Problem requirements | In the records below, some lines contain the word "tree". Copy each of them.

____________________

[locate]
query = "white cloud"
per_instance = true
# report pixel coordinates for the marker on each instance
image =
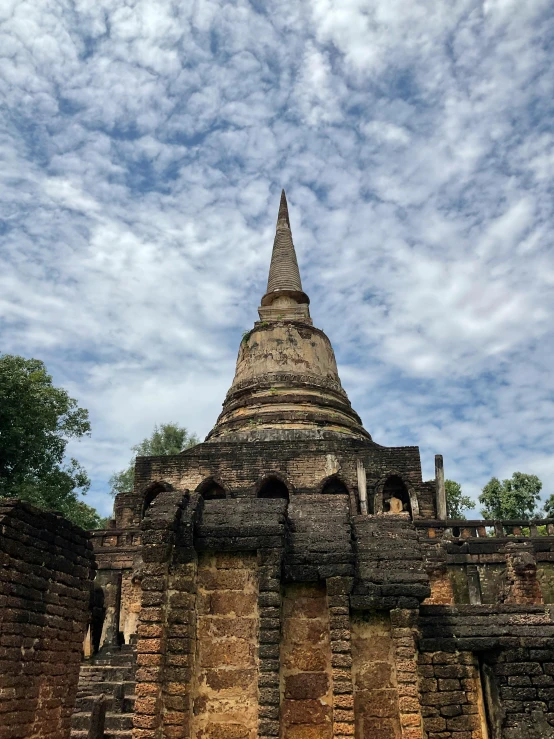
(144, 146)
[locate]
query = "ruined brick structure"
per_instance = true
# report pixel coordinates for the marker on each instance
(46, 568)
(291, 577)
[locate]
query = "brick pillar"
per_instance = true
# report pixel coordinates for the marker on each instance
(151, 645)
(163, 651)
(338, 590)
(269, 606)
(404, 632)
(523, 588)
(180, 635)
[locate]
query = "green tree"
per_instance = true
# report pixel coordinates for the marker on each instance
(36, 422)
(168, 438)
(515, 498)
(456, 502)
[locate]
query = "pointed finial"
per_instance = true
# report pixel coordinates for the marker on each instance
(283, 209)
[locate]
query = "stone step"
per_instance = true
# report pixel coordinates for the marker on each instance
(84, 701)
(108, 734)
(106, 673)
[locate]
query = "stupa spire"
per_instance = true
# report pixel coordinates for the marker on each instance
(284, 297)
(283, 209)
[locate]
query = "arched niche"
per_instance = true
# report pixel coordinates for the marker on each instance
(210, 489)
(333, 486)
(272, 486)
(151, 493)
(394, 486)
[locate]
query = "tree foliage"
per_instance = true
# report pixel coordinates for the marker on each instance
(456, 502)
(515, 498)
(36, 422)
(168, 438)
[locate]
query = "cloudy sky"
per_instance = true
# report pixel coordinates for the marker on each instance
(143, 146)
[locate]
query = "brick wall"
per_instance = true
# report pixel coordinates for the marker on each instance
(46, 566)
(451, 697)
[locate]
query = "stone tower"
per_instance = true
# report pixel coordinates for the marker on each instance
(291, 578)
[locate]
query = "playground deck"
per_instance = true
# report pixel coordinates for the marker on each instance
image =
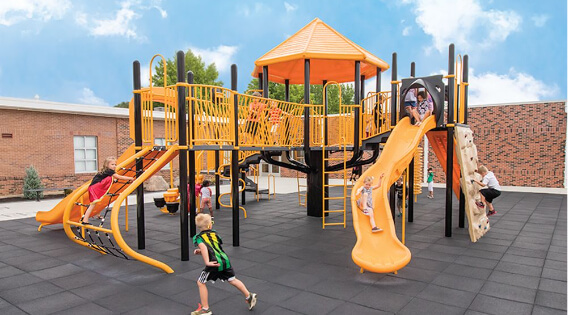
(519, 267)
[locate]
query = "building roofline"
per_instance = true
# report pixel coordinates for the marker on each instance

____________________

Solution to this problem |
query = "green tree"
query = "tree foliage"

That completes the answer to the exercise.